#### [The records]
:::::

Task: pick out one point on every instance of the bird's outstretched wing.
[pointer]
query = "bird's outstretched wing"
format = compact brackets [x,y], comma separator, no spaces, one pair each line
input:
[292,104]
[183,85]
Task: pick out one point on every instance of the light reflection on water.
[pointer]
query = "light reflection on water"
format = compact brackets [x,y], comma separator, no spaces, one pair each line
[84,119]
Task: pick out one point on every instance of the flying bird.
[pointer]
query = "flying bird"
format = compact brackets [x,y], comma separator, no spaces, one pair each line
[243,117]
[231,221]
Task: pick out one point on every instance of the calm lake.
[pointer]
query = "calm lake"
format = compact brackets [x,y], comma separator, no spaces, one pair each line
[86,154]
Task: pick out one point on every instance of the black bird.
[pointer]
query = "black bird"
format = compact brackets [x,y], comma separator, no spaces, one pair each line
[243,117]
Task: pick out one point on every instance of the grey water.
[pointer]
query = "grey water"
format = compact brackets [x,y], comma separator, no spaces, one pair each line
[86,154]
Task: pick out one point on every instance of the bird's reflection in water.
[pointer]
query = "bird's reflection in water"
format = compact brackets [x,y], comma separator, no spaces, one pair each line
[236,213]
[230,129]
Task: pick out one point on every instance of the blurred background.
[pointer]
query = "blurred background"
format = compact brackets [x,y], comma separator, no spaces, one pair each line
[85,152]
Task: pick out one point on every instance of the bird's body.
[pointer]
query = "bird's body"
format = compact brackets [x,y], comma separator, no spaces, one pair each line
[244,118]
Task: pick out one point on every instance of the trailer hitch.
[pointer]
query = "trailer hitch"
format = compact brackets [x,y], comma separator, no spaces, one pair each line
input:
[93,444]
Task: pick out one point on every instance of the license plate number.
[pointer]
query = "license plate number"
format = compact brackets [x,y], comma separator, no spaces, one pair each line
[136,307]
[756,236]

:::::

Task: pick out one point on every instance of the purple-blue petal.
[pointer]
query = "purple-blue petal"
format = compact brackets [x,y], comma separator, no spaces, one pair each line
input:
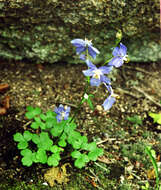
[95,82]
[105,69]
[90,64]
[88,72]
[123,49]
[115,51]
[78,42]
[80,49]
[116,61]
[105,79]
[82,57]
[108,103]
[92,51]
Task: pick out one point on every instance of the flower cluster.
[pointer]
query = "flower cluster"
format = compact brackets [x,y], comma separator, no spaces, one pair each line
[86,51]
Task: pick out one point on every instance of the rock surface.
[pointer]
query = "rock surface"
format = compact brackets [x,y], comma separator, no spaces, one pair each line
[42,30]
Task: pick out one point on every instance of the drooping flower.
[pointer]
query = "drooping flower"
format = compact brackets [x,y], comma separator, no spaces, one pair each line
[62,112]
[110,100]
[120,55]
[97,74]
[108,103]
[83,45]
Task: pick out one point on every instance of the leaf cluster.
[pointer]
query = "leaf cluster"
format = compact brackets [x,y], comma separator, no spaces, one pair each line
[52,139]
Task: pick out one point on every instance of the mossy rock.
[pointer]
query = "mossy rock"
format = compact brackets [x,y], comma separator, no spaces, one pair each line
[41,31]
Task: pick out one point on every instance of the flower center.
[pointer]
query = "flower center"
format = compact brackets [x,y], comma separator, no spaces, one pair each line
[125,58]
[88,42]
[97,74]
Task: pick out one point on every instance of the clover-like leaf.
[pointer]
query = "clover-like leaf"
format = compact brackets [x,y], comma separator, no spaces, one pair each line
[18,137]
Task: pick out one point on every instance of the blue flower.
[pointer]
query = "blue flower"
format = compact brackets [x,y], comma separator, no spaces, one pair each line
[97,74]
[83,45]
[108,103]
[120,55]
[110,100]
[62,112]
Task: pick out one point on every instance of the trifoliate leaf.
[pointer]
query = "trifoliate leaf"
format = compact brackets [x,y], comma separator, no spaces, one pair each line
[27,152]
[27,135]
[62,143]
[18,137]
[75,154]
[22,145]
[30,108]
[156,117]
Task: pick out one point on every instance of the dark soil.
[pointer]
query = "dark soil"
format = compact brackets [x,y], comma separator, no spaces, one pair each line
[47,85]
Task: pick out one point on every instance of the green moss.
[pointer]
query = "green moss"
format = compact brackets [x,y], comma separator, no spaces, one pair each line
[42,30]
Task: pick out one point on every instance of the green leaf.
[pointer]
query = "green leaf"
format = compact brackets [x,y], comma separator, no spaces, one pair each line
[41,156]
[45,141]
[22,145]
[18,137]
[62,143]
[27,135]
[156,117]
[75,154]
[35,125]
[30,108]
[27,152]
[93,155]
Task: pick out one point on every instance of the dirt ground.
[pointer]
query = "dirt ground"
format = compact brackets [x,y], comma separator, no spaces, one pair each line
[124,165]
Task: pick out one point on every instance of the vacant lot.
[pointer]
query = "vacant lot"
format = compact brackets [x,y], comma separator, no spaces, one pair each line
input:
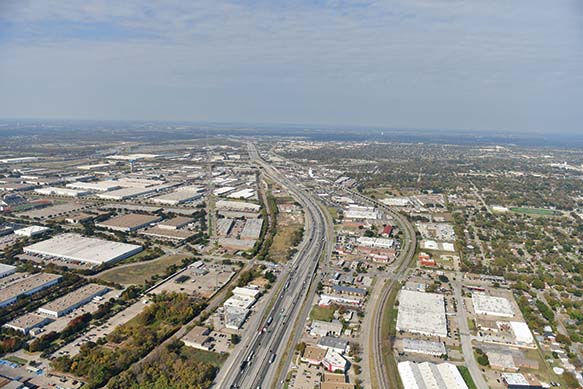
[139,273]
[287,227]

:::::

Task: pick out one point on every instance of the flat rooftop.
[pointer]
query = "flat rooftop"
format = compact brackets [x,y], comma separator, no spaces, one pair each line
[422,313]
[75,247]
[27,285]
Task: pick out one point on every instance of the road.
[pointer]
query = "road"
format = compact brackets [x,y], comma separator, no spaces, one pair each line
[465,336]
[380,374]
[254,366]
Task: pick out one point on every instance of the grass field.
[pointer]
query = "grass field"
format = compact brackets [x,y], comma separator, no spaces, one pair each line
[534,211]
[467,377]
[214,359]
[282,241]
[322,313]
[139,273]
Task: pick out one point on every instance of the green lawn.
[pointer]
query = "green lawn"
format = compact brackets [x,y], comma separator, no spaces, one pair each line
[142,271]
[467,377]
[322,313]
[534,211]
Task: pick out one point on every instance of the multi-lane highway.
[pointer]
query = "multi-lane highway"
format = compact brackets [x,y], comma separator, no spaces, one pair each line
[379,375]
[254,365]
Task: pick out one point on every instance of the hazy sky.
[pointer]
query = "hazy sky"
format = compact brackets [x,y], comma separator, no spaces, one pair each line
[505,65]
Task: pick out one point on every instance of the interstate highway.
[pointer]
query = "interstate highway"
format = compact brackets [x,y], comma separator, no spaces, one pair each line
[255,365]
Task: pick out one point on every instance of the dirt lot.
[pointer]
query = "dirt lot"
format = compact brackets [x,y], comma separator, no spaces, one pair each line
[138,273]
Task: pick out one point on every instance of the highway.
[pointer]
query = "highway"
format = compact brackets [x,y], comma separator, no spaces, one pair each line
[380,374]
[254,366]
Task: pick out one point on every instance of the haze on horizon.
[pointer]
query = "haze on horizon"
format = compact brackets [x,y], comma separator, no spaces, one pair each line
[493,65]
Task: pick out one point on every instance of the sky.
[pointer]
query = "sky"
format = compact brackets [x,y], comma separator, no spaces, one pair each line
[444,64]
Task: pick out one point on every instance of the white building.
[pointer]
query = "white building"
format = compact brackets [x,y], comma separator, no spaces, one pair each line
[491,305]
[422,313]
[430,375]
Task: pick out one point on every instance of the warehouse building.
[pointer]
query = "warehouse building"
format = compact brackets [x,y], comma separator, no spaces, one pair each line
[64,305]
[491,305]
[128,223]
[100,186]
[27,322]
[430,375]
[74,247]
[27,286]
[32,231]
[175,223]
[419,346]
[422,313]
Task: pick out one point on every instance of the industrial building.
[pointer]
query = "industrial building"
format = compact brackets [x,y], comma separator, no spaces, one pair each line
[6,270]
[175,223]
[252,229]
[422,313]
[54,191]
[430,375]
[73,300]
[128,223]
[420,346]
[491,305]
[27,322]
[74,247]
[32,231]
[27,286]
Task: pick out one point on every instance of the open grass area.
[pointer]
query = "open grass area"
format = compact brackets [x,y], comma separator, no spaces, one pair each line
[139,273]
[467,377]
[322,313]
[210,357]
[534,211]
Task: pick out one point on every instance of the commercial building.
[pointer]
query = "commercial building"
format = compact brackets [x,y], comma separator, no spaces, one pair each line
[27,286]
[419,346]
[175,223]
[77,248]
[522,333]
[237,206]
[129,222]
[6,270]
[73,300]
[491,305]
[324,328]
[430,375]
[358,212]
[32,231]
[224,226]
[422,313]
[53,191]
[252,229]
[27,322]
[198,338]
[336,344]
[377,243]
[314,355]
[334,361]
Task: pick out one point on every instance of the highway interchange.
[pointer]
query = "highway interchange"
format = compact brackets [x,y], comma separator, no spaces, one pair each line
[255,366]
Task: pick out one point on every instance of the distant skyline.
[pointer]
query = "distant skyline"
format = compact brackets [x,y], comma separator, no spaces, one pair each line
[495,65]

:::::

#### [Required work]
Locate every line in the material above that contains the word "dark" and copy each of those lines in full.

#### [Answer below]
Task: pick out one point on every instance of the dark soil.
query = "dark soil"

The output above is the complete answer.